WORK INSTRUCTIONS: Pull out each line of the records that contains the string "viewBox", copying it in full.

PROVIDED MATERIAL:
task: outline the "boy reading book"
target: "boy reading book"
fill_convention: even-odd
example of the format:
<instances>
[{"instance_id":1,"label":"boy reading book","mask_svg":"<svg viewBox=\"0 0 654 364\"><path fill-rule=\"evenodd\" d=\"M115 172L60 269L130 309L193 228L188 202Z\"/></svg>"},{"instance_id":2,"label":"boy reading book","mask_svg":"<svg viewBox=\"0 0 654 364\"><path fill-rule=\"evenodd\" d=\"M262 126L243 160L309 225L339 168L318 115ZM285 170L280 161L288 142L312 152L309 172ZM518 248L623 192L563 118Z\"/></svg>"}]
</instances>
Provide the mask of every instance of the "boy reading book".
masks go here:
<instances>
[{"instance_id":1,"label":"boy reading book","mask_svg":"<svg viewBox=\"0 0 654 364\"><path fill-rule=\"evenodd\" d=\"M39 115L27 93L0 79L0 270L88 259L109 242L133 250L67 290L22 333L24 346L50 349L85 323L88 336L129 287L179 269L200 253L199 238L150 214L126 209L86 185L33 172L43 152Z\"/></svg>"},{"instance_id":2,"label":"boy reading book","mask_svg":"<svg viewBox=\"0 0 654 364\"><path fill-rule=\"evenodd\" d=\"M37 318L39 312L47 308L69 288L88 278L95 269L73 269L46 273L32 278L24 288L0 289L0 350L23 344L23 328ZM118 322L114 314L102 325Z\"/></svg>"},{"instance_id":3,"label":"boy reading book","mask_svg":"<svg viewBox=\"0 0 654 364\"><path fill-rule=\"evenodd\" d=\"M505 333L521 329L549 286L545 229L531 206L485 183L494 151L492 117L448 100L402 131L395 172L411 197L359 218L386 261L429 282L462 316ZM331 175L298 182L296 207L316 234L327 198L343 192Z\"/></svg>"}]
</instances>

RESPONSE TO THIS TASK:
[{"instance_id":1,"label":"boy reading book","mask_svg":"<svg viewBox=\"0 0 654 364\"><path fill-rule=\"evenodd\" d=\"M115 172L60 269L130 309L193 228L188 202Z\"/></svg>"},{"instance_id":2,"label":"boy reading book","mask_svg":"<svg viewBox=\"0 0 654 364\"><path fill-rule=\"evenodd\" d=\"M262 126L243 160L309 225L339 168L318 115ZM285 170L280 161L288 142L312 152L309 172ZM518 248L623 192L563 118Z\"/></svg>"}]
[{"instance_id":1,"label":"boy reading book","mask_svg":"<svg viewBox=\"0 0 654 364\"><path fill-rule=\"evenodd\" d=\"M39 115L27 93L0 79L0 270L88 259L109 242L133 250L67 290L22 333L24 346L50 349L85 323L88 336L129 287L179 269L200 253L199 238L150 214L126 209L86 185L33 172L43 152Z\"/></svg>"},{"instance_id":2,"label":"boy reading book","mask_svg":"<svg viewBox=\"0 0 654 364\"><path fill-rule=\"evenodd\" d=\"M37 318L39 312L47 308L69 288L88 278L95 269L73 269L46 273L32 278L24 288L0 289L0 350L23 344L23 328ZM118 322L114 314L102 325Z\"/></svg>"},{"instance_id":3,"label":"boy reading book","mask_svg":"<svg viewBox=\"0 0 654 364\"><path fill-rule=\"evenodd\" d=\"M505 333L521 329L549 286L545 229L531 206L485 183L494 151L492 117L448 100L402 131L395 172L411 197L359 218L386 261L429 282L462 316ZM331 175L298 182L296 207L316 234L327 198L343 192Z\"/></svg>"}]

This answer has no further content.